Required actions –
- a) Name every game console mentioned in the Nintendo Switch article other than the Switch itself.
- b) According to the Nintendo Switch article, how many units had the Switch sold by Christmas 2020?
- c) Please print the passage of the Nintendo Switch article from "The Switch, on" to "place in 2021.".

Text segment –
▼▼▼

A year for a human is about… 10 years for a video game console. That would mean that in a few days, the Nintendo Switch is hitting the big ol’ 4-0. I advise you to make sure your Nintendo Switch doesn’t go and buy a big shiny sports car just to make sure he’s “still got it.”
Actually, a privileged mid-life crisis is the perfect way to describe the Switch’s current state. It started out as a scrappy underdog, but it has clawed its way to the top of the gaming industry. As Reggie Fils-Aime recently divulged, Nintendo was sorely in need of good hardware sales by the end of 2016 due to the Wii U’s financial troubles. The Switch’s first year on the market was unlike anything I’d ever seen. Sure the Wii was a console leviathan when it launched, but its demand relied on the novelty of motion controls with Wii Sports and little else for its first year on the market.
The Switch, on the other hand, had a launch year full of diverse exclusive games; I’m still playing Switch games that I missed from 2017. By Christmas 2020, the Switch had officially sold more than the Nintendo 3DS with over 76 million units out in the wild, and it’s now on track to outsell the Wii and the PlayStation 4. It has also broken the record for being the best-selling console for the longest consecutive period of time — over 24 months. In fact, the Switch dominates the gaming market in Japan, and it even outpaces the next-gen consoles in Western regions, though that statistic is likely caused by difficulties in Sony’s and Microsoft’s supply chains. Still, the Switch’s financial success is now set in concrete, and several Switch games are considered modern masterpieces. Nintendo is in an entirely different place in 2021.
We did it, people. The Nintendo Switch has won Video Games. So… now what do we do?

▲▲▲

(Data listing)
▼▼▼

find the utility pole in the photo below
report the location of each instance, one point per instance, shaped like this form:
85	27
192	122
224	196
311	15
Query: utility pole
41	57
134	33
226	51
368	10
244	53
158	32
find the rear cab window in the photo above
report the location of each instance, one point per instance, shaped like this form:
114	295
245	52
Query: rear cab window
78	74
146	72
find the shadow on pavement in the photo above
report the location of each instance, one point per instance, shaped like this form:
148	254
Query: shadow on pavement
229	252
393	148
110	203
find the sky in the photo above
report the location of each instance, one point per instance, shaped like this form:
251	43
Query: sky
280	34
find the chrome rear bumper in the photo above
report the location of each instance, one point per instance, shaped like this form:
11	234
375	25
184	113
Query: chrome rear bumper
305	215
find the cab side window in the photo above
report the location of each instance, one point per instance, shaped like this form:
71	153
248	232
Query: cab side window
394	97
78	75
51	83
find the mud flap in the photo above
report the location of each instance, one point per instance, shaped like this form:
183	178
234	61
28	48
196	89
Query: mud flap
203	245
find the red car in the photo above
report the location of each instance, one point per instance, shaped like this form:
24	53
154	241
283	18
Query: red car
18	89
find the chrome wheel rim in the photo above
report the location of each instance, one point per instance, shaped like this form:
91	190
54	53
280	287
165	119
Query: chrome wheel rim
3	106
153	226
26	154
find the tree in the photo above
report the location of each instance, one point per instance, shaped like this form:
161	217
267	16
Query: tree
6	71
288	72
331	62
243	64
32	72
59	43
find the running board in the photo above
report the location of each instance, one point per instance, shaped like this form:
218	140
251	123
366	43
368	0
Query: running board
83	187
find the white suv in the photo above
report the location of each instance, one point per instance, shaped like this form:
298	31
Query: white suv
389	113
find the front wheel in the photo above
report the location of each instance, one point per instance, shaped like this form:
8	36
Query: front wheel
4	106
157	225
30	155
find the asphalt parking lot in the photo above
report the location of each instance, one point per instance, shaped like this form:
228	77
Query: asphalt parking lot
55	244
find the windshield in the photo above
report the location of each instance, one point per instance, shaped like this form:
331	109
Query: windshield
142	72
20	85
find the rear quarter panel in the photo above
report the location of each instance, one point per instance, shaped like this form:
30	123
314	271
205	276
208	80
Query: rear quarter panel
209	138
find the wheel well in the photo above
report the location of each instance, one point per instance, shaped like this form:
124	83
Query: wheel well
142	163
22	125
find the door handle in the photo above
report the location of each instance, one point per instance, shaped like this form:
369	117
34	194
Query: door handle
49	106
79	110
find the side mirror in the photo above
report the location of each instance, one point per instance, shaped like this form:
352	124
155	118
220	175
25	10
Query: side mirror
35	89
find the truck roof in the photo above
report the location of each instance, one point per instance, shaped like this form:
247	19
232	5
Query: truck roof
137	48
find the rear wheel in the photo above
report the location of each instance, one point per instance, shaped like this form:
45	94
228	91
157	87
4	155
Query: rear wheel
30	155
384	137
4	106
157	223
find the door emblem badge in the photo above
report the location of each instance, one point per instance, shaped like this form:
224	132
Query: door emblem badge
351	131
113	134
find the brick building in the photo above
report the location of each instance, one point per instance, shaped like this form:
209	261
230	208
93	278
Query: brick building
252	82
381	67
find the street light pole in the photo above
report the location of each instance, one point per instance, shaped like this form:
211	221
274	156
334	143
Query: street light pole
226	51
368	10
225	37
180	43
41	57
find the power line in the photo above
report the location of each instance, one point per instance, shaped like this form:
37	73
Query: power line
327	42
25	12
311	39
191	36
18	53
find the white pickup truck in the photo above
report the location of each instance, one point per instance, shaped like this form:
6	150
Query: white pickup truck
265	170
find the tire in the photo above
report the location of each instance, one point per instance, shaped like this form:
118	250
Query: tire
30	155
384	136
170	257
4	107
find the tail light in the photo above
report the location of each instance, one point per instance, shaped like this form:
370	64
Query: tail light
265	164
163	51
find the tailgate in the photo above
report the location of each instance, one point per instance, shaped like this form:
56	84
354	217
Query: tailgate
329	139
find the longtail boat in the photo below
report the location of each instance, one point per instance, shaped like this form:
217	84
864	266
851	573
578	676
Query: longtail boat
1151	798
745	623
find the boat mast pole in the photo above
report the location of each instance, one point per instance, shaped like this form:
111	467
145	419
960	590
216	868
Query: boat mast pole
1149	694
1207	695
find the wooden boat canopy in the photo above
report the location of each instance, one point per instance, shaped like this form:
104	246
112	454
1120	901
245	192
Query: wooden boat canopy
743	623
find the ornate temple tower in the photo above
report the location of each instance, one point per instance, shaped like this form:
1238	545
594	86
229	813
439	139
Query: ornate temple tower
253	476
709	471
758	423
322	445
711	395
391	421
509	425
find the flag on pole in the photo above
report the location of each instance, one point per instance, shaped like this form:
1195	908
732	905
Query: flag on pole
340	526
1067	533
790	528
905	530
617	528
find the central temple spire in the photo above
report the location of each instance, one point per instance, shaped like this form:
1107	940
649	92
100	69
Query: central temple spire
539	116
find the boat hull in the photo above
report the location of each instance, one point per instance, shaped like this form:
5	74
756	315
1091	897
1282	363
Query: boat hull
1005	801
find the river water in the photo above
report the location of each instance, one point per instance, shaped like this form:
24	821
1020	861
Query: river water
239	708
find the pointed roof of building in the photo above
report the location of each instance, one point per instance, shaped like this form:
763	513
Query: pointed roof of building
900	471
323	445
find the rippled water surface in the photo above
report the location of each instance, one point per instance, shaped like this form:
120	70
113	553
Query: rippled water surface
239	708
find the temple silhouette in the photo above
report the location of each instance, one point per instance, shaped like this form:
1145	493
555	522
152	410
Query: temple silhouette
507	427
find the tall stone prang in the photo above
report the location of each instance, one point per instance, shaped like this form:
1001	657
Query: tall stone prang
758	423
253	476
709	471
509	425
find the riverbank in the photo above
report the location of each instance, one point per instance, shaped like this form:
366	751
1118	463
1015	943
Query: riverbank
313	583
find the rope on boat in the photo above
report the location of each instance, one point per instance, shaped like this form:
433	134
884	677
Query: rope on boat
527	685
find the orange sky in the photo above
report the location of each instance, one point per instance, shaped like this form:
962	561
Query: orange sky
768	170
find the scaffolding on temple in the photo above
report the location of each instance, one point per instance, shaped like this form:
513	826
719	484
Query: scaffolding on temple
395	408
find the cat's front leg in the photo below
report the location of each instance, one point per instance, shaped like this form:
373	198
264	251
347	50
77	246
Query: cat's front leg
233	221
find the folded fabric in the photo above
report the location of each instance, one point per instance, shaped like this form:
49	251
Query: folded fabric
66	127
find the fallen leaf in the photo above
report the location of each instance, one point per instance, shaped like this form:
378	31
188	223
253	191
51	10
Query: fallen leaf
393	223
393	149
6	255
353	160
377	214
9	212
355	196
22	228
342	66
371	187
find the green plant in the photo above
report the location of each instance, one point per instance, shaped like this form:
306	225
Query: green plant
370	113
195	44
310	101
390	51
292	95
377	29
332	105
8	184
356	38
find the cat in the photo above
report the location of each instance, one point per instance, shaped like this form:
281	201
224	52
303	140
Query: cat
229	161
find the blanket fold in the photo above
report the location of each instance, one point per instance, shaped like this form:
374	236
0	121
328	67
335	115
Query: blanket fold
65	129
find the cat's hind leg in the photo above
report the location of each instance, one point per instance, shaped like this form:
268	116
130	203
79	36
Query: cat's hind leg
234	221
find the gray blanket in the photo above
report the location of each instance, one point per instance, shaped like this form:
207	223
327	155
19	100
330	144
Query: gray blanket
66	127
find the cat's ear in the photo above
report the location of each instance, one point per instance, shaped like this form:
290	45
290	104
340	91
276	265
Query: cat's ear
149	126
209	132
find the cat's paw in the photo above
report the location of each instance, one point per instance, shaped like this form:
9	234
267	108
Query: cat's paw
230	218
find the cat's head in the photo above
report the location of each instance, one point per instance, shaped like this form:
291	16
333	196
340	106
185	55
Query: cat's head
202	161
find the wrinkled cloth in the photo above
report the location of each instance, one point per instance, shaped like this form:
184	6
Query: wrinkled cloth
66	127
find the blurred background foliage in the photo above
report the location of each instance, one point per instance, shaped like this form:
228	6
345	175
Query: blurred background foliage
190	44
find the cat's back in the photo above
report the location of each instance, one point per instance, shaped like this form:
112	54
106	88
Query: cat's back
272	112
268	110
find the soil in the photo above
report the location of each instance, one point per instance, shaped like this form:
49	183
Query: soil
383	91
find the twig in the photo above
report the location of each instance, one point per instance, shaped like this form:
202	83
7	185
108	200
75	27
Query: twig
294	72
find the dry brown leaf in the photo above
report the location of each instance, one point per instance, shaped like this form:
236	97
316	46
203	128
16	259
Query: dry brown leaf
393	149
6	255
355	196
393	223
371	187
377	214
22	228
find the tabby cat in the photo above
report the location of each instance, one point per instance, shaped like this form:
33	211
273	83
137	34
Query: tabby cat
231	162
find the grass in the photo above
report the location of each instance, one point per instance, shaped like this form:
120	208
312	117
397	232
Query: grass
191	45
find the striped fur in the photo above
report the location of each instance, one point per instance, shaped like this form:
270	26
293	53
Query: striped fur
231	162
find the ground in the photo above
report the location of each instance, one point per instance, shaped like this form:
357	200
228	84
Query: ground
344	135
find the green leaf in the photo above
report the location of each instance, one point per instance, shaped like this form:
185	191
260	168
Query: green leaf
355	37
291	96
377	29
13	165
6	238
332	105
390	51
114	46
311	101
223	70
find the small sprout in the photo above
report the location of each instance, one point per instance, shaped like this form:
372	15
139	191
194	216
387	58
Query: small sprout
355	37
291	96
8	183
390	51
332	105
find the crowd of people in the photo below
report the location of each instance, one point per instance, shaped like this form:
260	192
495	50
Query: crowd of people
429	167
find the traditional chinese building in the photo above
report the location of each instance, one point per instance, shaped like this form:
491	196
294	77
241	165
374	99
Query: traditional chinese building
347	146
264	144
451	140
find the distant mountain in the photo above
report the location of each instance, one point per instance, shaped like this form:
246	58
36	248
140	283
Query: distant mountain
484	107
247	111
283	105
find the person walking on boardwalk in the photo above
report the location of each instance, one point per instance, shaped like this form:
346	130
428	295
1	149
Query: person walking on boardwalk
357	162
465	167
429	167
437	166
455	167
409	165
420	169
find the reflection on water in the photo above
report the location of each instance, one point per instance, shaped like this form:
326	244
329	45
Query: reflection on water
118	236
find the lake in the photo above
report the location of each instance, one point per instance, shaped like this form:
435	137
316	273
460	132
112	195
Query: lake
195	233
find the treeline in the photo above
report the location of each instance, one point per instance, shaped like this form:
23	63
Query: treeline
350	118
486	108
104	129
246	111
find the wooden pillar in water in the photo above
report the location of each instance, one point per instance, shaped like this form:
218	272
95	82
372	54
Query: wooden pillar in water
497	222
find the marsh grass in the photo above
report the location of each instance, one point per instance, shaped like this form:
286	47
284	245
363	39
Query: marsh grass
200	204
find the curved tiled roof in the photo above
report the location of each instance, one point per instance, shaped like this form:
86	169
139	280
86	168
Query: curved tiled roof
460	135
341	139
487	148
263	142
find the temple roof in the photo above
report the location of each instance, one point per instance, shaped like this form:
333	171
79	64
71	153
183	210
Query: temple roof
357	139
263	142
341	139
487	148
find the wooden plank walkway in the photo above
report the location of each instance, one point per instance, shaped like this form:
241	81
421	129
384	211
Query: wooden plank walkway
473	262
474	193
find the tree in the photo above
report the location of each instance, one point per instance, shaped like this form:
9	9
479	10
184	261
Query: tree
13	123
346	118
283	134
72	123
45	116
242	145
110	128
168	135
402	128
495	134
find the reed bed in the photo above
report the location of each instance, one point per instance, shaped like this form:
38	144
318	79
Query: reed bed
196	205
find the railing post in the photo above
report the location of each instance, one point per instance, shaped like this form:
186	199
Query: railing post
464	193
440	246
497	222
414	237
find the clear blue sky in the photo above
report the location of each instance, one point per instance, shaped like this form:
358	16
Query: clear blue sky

▲▲▲

Full solutions –
- a) Wii U, Wii, Nintendo 3DS, PlayStation 4

- b) Over 76 million units.

- c)
The Switch, on the other hand, had a launch year full of diverse exclusive games; I’m still playing Switch games that I missed from 2017. By Christmas 2020, the Switch had officially sold more than the Nintendo 3DS with over 76 million units out in the wild, and it’s now on track to outsell the Wii and the PlayStation 4. It has also broken the record for being the best-selling console for the longest consecutive period of time — over 24 months. In fact, the Switch dominates the gaming market in Japan, and it even outpaces the next-gen consoles in Western regions, though that statistic is likely caused by difficulties in Sony’s and Microsoft’s supply chains. Still, the Switch’s financial success is now set in concrete, and several Switch games are considered modern masterpieces. Nintendo is in an entirely different place in 2021.